_EXERCISE_
Emit only the lines from the line containing "Please put a marker on the ceiling" through the last line of the entries, unchanged.

_TASK INPUTS_
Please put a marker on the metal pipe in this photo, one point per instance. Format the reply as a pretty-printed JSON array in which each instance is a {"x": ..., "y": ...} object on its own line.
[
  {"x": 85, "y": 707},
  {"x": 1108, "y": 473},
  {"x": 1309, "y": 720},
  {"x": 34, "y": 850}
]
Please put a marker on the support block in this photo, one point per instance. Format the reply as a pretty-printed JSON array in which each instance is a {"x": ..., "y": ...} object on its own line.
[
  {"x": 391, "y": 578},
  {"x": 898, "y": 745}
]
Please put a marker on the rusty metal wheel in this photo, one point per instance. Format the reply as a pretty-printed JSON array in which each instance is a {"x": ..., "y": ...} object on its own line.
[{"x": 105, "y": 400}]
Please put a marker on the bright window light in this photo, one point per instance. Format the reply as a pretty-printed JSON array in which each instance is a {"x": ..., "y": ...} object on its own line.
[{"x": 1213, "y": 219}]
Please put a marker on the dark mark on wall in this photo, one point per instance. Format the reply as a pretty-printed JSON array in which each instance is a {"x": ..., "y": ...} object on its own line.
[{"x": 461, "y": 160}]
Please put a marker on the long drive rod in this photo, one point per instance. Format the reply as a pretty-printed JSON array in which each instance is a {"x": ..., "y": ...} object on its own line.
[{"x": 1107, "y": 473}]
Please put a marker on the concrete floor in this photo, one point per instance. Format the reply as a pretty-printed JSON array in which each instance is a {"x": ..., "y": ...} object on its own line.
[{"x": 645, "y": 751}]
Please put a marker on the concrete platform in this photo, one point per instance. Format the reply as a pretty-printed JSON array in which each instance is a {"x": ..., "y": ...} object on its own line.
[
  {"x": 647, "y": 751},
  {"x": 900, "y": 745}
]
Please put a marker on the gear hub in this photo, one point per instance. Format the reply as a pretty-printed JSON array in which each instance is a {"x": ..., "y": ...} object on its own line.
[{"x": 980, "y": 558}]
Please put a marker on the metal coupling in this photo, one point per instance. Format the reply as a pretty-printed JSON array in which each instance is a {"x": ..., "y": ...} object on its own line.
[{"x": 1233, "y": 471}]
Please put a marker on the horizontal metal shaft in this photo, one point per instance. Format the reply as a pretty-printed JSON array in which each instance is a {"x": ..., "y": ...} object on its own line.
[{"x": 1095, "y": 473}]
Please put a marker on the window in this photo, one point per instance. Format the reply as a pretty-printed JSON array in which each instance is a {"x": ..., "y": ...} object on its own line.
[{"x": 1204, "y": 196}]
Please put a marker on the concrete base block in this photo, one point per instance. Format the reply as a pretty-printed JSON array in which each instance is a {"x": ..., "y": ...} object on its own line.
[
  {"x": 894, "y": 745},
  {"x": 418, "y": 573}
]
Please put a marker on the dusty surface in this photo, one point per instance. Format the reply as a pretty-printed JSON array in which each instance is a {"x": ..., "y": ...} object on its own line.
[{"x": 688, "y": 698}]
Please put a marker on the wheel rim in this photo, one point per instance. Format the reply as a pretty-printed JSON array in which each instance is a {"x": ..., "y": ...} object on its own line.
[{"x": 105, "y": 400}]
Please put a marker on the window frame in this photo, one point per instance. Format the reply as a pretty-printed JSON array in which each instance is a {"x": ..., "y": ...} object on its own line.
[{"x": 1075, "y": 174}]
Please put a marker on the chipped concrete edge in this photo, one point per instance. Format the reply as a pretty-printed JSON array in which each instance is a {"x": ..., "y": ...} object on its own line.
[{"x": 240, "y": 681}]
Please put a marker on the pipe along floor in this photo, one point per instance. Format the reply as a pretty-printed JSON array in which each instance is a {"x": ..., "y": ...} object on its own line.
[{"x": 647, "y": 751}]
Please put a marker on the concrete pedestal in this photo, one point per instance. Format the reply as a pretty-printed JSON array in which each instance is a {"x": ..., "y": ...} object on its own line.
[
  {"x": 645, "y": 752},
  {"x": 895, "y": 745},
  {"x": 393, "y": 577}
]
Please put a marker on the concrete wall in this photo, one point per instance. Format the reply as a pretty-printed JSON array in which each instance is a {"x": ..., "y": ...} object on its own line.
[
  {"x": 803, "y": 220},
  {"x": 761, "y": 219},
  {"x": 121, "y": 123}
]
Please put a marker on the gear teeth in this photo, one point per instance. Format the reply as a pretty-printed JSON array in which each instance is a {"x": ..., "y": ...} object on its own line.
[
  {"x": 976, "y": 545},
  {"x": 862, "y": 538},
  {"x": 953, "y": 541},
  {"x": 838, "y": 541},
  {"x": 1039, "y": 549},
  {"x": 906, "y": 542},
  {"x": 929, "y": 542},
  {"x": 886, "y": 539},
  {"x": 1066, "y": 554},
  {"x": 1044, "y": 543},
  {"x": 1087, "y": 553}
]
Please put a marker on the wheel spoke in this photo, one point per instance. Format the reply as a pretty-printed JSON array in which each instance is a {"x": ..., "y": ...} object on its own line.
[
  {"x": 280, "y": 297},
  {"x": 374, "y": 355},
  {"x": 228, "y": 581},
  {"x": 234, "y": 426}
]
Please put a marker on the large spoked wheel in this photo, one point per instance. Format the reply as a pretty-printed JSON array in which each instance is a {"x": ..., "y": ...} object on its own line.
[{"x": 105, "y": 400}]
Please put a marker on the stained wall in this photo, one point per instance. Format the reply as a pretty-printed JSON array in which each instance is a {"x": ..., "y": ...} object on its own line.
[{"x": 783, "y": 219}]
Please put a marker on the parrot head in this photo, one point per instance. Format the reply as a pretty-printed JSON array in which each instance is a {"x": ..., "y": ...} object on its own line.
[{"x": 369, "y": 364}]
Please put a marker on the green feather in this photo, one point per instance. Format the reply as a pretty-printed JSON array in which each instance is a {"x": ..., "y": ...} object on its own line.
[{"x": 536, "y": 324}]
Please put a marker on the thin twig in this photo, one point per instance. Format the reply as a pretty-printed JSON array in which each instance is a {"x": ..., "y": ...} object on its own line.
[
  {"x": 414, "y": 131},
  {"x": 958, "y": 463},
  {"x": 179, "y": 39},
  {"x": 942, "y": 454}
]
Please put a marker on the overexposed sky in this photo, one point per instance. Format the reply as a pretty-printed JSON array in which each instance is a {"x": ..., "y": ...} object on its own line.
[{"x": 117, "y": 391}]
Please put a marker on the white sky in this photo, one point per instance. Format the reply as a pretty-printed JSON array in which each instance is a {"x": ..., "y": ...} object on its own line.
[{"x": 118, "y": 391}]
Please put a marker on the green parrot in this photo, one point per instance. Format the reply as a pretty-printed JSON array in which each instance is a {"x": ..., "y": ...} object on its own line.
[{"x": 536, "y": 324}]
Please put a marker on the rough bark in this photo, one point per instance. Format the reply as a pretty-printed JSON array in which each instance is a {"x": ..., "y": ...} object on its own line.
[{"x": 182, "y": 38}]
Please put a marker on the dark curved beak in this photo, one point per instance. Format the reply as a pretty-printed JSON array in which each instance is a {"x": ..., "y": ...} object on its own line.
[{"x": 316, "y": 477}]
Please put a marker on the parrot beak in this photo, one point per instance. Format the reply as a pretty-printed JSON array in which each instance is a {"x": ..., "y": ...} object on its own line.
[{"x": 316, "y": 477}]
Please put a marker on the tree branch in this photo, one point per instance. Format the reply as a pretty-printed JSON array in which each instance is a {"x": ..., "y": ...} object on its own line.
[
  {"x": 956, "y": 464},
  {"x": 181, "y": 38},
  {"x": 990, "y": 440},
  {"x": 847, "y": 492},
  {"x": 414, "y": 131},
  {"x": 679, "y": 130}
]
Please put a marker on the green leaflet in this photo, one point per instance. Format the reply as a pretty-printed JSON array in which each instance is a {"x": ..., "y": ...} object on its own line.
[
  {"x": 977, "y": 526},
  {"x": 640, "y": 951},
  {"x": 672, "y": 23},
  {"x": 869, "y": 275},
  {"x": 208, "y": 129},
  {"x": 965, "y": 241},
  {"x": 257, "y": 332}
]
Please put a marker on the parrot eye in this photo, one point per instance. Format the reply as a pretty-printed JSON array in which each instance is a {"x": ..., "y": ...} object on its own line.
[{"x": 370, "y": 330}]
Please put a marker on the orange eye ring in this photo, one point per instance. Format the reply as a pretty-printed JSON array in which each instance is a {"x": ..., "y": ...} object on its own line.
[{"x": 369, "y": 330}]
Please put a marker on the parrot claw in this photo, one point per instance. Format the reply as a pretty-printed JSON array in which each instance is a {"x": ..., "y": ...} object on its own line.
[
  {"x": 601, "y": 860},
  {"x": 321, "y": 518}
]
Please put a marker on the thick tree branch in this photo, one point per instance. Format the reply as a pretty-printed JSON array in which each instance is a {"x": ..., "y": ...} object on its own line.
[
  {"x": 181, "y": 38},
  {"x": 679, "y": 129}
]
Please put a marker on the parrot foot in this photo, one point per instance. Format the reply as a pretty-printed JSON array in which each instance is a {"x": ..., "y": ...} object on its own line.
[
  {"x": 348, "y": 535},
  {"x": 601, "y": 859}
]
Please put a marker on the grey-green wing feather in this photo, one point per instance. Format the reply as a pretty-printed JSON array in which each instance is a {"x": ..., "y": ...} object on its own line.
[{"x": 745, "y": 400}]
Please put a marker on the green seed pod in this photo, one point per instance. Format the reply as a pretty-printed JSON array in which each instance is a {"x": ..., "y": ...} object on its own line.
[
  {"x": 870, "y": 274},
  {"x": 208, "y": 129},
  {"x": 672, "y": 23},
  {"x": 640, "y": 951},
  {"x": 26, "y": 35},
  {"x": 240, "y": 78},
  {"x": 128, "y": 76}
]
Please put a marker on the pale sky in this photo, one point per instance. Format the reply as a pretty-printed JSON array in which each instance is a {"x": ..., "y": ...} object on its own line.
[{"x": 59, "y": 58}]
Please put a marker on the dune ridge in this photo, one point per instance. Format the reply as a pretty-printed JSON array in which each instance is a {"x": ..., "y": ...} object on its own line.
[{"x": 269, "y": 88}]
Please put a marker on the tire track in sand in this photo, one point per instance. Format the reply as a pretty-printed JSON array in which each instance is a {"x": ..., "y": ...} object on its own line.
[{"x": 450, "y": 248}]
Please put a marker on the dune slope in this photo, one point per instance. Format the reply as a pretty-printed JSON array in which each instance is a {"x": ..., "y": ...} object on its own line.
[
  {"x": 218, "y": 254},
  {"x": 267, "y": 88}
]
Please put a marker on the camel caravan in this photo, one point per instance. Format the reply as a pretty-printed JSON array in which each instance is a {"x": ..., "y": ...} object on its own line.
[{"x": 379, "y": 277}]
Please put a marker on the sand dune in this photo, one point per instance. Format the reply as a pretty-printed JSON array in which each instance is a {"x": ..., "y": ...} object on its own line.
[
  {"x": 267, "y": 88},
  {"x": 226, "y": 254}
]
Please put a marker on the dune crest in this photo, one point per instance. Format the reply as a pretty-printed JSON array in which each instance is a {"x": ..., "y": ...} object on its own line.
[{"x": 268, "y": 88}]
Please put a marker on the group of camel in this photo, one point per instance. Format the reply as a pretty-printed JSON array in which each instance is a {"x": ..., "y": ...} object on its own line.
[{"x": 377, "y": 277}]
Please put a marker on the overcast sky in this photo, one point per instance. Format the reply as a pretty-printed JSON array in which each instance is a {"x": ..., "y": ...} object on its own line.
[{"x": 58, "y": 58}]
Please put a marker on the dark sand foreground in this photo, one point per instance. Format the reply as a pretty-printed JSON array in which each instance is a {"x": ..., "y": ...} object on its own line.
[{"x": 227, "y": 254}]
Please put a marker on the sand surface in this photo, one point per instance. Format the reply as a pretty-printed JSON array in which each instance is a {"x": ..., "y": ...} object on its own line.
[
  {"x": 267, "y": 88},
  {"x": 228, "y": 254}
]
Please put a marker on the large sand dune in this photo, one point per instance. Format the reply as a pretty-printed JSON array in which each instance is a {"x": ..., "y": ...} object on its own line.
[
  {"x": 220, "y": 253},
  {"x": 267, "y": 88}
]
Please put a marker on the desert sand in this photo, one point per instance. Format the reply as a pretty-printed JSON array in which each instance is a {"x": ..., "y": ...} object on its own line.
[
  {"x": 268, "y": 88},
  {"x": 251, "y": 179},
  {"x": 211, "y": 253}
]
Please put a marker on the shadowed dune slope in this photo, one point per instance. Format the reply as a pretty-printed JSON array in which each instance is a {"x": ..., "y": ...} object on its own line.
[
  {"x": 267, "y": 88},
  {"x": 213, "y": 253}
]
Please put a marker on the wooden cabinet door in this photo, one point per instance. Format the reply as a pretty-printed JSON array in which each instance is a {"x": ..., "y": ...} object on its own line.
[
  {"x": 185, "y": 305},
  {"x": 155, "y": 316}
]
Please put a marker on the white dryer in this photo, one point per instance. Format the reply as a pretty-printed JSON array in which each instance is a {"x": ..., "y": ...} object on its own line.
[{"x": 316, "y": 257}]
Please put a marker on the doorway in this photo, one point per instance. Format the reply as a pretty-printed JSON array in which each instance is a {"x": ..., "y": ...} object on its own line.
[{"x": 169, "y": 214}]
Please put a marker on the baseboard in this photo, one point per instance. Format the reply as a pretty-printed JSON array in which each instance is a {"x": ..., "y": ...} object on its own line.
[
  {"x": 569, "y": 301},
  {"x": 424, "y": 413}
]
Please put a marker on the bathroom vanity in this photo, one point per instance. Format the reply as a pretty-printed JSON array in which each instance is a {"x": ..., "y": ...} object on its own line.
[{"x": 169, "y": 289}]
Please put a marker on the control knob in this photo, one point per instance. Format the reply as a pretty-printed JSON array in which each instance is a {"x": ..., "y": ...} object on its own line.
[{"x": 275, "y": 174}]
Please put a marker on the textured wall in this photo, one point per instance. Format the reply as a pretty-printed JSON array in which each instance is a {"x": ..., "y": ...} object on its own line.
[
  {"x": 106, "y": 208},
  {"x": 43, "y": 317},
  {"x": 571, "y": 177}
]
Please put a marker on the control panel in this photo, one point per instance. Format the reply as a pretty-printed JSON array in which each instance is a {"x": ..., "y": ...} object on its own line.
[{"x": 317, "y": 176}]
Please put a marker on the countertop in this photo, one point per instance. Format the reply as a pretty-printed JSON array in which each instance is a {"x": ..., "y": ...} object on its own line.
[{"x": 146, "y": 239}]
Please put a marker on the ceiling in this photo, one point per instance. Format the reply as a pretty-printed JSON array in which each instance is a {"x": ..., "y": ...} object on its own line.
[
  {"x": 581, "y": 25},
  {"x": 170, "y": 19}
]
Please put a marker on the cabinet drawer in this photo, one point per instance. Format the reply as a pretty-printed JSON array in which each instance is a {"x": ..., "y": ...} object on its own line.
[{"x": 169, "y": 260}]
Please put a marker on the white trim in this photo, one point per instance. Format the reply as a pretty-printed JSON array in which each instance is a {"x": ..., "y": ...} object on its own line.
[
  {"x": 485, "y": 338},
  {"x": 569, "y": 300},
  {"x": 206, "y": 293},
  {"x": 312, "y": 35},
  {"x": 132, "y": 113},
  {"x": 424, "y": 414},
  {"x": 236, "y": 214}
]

_SOLUTION TO THIS EXERCISE_
Please put a marker on the ceiling in this photo, one point per instance. Format the reply as a pretty-printed JSON array in which each instance is a {"x": ..., "y": ...} object on its own line.
[
  {"x": 581, "y": 25},
  {"x": 170, "y": 19}
]
Please put a marker on the cabinet drawer in this photo, one point per instance. Format the reply as a pretty-printed JSON array in which each instance is a {"x": ..., "y": ...} object on its own line.
[{"x": 169, "y": 260}]
Please put a marker on the white trim in this photo, one point per instance. Format the reply as a pretty-printed JSON array in which each instance is a {"x": ..., "y": ...} object on its own line.
[
  {"x": 485, "y": 338},
  {"x": 569, "y": 300},
  {"x": 206, "y": 293},
  {"x": 312, "y": 35},
  {"x": 132, "y": 113},
  {"x": 424, "y": 414},
  {"x": 236, "y": 214}
]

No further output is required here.